• _Brief_
Transcribe all of the data exactly, leaving nothing out.
━━━━━ Provided material
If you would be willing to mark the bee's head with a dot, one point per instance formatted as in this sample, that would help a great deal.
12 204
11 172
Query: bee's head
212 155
━━━━━━━━━━
• _Solution to this exercise_
If you would be willing to mark the bee's head with a dot, one point per instance formatted as in this sample, that would help a great deal.
12 204
11 172
Query: bee's head
212 155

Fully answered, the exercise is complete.